Petunjuk Pengerjaan>
a. Jawablah pertanyaan berikut berdasarkan cuplikan dokumen.
(i) Di stasiun televisi mana film seri Little House on Prairie ditayangkan?
(ii) Berapa menit durasi film tersebut menurut teks?
(iii) Toko buku apa yang menerbitkan seri lengkap buku Little House, dan di mana letaknya?
b. Ulangi secara persis bagian cuplikan dokumen yang dimulai dengan "Picture’s source" dan berlanjut sampai "berikutnya terasa keterlaluan.".

Cuplikan Dokumen>

Picture’s source
Dulu saya adalah penonton setia film seri TVRI Little House on Prairie. Ketika itu listrik lebih sering mati dari pada hidup. Maka saban minggu saya menyempatkan berdoa dengan harap-harap cemas memohon agar listrik tidak mati. Lalu agar bisa duduk di muka TV tanpa di ganggu, saya bantu ibu membereskan pekerjaan yang biasanya jarang saya sentuh seperti mencuci piring. Bukan apa-apa, ibu suka balas dendam (ngomel) pada jam-jam ketika saya menikmati hidup 🙂
Film yang berasal dari karya buku Laura Inggalls Wilder ini membuat saya ambigu, mencintai sekaligus membenci TVRI. Untuk film yang berlangsung hanya 60 menit, iklan 60 menit berikutnya terasa keterlaluan.
Untung lah beriringan dengan pemutaran filmnya, toko buku Gunung Agung di Kwitang juga menerbitkan seri lengkap buku Little house ini. Saya jadi punya alasan menahan selera dan tidak jajan di sekolah. Karena memiliki teman yang jatuh cinta pula terhadap keluarga Inggalls, kami membuat kesepakatan dengan puasa naik becak dan jalan kaki saja ke sekolah. Hasil dari mengencangkan ikat pingga dan betis itu tiap Sabtu kami setor ke TB Gunung Agung. Dengan membeli judul2 yang berbeda dan saling bertukar membacanya, kalau tidak salah saya membaca hampir semua judul dari seri Little House.

Data yang Disediakan>
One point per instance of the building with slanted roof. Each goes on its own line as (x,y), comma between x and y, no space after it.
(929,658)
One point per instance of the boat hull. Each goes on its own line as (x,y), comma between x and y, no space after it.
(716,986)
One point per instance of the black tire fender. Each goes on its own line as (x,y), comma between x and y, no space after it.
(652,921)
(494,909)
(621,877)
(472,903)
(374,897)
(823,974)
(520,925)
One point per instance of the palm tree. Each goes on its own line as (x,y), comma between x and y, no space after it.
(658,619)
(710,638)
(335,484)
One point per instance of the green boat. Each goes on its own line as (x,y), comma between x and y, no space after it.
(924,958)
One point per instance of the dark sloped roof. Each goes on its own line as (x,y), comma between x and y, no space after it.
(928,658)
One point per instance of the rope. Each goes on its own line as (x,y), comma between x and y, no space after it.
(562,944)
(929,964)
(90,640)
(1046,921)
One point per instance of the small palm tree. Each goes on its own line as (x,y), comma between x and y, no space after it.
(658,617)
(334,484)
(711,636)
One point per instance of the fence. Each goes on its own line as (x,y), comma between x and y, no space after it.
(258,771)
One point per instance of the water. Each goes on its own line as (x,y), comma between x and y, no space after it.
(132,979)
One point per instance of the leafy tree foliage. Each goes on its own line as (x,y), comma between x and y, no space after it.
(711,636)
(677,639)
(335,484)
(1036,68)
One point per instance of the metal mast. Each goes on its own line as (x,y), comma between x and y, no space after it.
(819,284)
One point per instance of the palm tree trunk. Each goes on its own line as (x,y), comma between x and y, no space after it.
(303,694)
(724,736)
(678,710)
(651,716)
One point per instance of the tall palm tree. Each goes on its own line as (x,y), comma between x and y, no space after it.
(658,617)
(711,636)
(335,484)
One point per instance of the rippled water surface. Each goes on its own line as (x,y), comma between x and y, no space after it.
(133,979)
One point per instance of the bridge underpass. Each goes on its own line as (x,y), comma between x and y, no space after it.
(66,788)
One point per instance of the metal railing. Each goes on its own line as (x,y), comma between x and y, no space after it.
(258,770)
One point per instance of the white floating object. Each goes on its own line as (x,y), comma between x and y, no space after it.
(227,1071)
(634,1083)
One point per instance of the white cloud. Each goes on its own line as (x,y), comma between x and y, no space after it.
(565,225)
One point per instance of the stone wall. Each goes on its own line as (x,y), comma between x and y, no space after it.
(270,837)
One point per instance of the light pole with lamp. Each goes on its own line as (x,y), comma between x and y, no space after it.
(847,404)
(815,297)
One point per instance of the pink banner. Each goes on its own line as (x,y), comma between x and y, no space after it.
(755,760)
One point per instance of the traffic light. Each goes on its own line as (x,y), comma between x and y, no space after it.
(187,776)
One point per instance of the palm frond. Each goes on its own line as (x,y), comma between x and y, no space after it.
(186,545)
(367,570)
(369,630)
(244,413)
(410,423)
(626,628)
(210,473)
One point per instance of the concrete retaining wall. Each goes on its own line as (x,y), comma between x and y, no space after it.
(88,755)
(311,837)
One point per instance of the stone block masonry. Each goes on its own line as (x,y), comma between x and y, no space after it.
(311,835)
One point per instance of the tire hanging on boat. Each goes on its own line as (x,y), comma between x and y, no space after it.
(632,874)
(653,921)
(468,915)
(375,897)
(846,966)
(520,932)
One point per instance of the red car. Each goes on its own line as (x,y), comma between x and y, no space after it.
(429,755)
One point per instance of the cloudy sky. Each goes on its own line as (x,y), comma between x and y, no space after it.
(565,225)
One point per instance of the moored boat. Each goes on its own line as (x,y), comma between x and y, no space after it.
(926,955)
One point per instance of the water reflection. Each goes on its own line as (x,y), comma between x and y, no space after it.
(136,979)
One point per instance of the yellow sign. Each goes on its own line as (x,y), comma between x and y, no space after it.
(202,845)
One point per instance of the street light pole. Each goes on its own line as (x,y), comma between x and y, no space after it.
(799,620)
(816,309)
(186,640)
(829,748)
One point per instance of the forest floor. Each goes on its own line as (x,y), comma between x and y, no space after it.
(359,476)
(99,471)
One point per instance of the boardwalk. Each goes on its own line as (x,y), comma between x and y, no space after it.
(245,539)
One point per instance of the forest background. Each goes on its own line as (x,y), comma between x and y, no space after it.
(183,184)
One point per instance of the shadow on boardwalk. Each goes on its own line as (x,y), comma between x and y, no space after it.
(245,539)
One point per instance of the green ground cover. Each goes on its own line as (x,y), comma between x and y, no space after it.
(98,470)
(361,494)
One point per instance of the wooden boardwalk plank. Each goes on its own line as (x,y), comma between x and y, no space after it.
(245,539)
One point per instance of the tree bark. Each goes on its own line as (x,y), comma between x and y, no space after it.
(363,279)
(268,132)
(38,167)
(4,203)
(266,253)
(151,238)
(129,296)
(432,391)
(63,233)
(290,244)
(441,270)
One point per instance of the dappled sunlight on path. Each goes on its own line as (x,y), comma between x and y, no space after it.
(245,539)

Hasil yang Diharapkan>
a.
(i) TVRI.
(ii) 60 menit.
(iii) Toko buku Gunung Agung di Kwitang.

b.
Picture’s source
Dulu saya adalah penonton setia film seri TVRI Little House on Prairie. Ketika itu listrik lebih sering mati dari pada hidup. Maka saban minggu saya menyempatkan berdoa dengan harap-harap cemas memohon agar listrik tidak mati. Lalu agar bisa duduk di muka TV tanpa di ganggu, saya bantu ibu membereskan pekerjaan yang biasanya jarang saya sentuh seperti mencuci piring. Bukan apa-apa, ibu suka balas dendam (ngomel) pada jam-jam ketika saya menikmati hidup 🙂
Film yang berasal dari karya buku Laura Inggalls Wilder ini membuat saya ambigu, mencintai sekaligus membenci TVRI. Untuk film yang berlangsung hanya 60 menit, iklan 60 menit berikutnya terasa keterlaluan.